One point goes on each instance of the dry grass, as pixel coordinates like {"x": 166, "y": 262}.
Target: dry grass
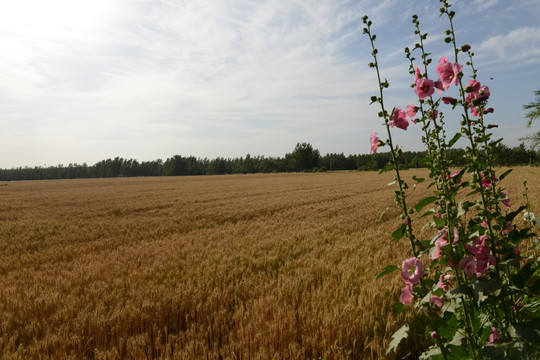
{"x": 278, "y": 266}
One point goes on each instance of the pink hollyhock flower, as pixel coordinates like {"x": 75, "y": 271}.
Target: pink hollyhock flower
{"x": 407, "y": 221}
{"x": 411, "y": 111}
{"x": 399, "y": 119}
{"x": 483, "y": 255}
{"x": 494, "y": 336}
{"x": 473, "y": 86}
{"x": 432, "y": 114}
{"x": 406, "y": 295}
{"x": 483, "y": 259}
{"x": 445, "y": 282}
{"x": 456, "y": 235}
{"x": 424, "y": 88}
{"x": 486, "y": 183}
{"x": 411, "y": 271}
{"x": 468, "y": 265}
{"x": 374, "y": 140}
{"x": 417, "y": 74}
{"x": 506, "y": 202}
{"x": 439, "y": 86}
{"x": 434, "y": 299}
{"x": 439, "y": 243}
{"x": 507, "y": 227}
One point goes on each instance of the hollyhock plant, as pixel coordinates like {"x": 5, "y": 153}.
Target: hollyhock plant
{"x": 424, "y": 88}
{"x": 374, "y": 140}
{"x": 406, "y": 295}
{"x": 411, "y": 110}
{"x": 399, "y": 119}
{"x": 434, "y": 299}
{"x": 411, "y": 271}
{"x": 493, "y": 336}
{"x": 439, "y": 243}
{"x": 506, "y": 201}
{"x": 445, "y": 281}
{"x": 468, "y": 265}
{"x": 417, "y": 74}
{"x": 468, "y": 278}
{"x": 448, "y": 73}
_ _ _ _ _
Your copy should repeat each entry above exactly but contain no pictures.

• [Full output]
One point goes on each instance of the dry grass, as pixel coordinates like {"x": 166, "y": 262}.
Target: dry grass
{"x": 278, "y": 266}
One point goes on each instance of the pink hollyhock flower, as pixel coordinates like {"x": 75, "y": 271}.
Target: pink hollyhock flower
{"x": 407, "y": 221}
{"x": 411, "y": 111}
{"x": 399, "y": 119}
{"x": 483, "y": 255}
{"x": 494, "y": 336}
{"x": 473, "y": 86}
{"x": 432, "y": 114}
{"x": 406, "y": 295}
{"x": 483, "y": 259}
{"x": 445, "y": 282}
{"x": 456, "y": 235}
{"x": 424, "y": 88}
{"x": 486, "y": 183}
{"x": 411, "y": 271}
{"x": 468, "y": 265}
{"x": 374, "y": 140}
{"x": 417, "y": 74}
{"x": 506, "y": 202}
{"x": 439, "y": 86}
{"x": 434, "y": 299}
{"x": 439, "y": 243}
{"x": 507, "y": 227}
One point goes on each instance of the hollyhock plant, as pixel coordinates like {"x": 5, "y": 153}.
Target: hollyhock plant
{"x": 424, "y": 88}
{"x": 374, "y": 140}
{"x": 406, "y": 295}
{"x": 411, "y": 110}
{"x": 399, "y": 119}
{"x": 434, "y": 299}
{"x": 411, "y": 271}
{"x": 493, "y": 336}
{"x": 439, "y": 243}
{"x": 506, "y": 201}
{"x": 445, "y": 281}
{"x": 468, "y": 265}
{"x": 417, "y": 74}
{"x": 468, "y": 278}
{"x": 448, "y": 73}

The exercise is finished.